YOUR INSTRUCTIONS =
Read the lines below, and copy any that contain the string "Please".

TASK MATERIAL section start

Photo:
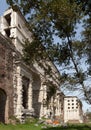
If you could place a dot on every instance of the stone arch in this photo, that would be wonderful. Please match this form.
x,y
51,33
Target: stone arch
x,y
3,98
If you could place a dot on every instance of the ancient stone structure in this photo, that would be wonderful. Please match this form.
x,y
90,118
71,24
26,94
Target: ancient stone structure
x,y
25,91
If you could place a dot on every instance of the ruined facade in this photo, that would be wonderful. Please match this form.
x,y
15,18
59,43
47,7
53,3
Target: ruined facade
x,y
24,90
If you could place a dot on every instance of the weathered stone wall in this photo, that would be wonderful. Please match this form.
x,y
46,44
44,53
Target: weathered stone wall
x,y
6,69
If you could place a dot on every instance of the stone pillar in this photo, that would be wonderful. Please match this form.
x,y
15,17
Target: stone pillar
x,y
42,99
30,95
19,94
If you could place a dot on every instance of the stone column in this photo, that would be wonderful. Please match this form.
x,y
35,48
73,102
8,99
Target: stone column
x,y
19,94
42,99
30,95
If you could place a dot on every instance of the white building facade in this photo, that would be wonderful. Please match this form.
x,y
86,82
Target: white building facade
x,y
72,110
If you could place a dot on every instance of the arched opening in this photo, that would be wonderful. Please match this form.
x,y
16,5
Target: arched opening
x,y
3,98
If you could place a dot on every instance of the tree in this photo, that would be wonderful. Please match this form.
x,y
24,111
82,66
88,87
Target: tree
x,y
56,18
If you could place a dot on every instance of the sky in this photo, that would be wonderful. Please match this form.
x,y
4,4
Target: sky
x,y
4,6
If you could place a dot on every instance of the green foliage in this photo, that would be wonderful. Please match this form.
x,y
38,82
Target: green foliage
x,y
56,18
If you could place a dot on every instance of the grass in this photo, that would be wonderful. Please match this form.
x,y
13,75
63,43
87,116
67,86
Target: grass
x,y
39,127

TASK MATERIAL section end

SOLVED PROBLEM =
If you could place a dot on every instance of the stone arch in this photo, that would be wonderful. Please match this form.
If you could place a dot on every instance of the ancient stone structure in this photo, that would be wonderful. Please match this form.
If you could place a dot on every instance of the ruined facade in this photo, that would be wonderful. Please match this form.
If you could place a dot on every instance of the weathered stone wall in this photo, that would be wonderful. Please match this form.
If you could place a dot on every instance of the stone pillar in this photo, that would be wonderful. Please match this form.
If you could place a dot on every instance of the stone column in this photo, that would be wonderful. Please match this form.
If you could place a dot on every instance of the white building facade in this photo, that would be wonderful. Please match this form.
If you could place a dot on every instance of the arched opening in this photo, that would be wonderful. Please match this form.
If you could place a dot on every instance of the tree in this photo, that would be wonderful. Please match this form.
If you could place a dot on every instance of the sky in this photo, that would be wonderful. Please match this form.
If you could place a dot on every instance of the green foliage in this photo, that would be wonderful. Please match this form.
If you could place a dot on every instance of the grass in this photo, that would be wonderful. Please match this form.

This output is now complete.